### [Requirement]
Take the listing that follows and copy it precisely.
==== Information given
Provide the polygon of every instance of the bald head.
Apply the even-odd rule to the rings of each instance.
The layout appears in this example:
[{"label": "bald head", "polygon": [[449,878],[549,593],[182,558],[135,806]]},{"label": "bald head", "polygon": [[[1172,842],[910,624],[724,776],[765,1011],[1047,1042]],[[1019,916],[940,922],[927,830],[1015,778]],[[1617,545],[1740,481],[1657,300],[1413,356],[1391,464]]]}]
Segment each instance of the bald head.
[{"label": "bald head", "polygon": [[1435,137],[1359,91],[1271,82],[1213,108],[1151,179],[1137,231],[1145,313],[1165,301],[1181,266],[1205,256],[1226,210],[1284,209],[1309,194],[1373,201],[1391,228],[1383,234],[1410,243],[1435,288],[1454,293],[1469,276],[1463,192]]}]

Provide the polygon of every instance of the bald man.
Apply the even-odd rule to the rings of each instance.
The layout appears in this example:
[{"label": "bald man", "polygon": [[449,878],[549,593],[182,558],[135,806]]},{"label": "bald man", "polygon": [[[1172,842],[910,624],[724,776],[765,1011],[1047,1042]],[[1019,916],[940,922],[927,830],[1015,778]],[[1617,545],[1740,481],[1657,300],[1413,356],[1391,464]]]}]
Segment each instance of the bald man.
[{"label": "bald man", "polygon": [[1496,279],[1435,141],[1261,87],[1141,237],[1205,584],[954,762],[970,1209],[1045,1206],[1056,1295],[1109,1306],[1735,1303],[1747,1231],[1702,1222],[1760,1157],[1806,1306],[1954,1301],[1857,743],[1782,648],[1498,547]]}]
========
### [Answer to this problem]
Provide the polygon of every instance of the bald head.
Apply the even-odd rule to the rings of each instance.
The layout appears in this example:
[{"label": "bald head", "polygon": [[449,878],[549,593],[182,558],[135,806]]},{"label": "bald head", "polygon": [[[1172,842],[910,624],[724,776],[765,1011],[1047,1042]],[[1019,916],[940,922],[927,830],[1015,778]],[[1617,545],[1740,481],[1657,300],[1413,356],[1391,464]]]}]
Segment each instance of the bald head.
[{"label": "bald head", "polygon": [[1435,137],[1359,91],[1271,82],[1213,108],[1151,179],[1137,231],[1145,313],[1165,301],[1181,266],[1205,256],[1226,210],[1284,209],[1309,194],[1373,201],[1391,228],[1383,234],[1410,243],[1435,288],[1454,293],[1469,276],[1463,192]]}]

Provide the polygon of every instance of the bald man.
Apply the even-odd rule to the rings of each instance.
The layout appears in this example:
[{"label": "bald man", "polygon": [[449,878],[549,593],[182,558],[135,806]]},{"label": "bald man", "polygon": [[[1172,842],[910,624],[724,776],[765,1011],[1047,1042]],[[1019,916],[940,922],[927,830],[1015,778]],[[1617,545],[1740,481],[1657,300],[1413,356],[1391,464]]]}]
Segment each instance of the bald man.
[{"label": "bald man", "polygon": [[1496,279],[1435,141],[1261,87],[1141,237],[1205,584],[954,762],[970,1209],[1045,1206],[1056,1295],[1109,1306],[1735,1303],[1747,1231],[1702,1222],[1760,1157],[1806,1306],[1954,1301],[1857,743],[1782,648],[1498,547]]}]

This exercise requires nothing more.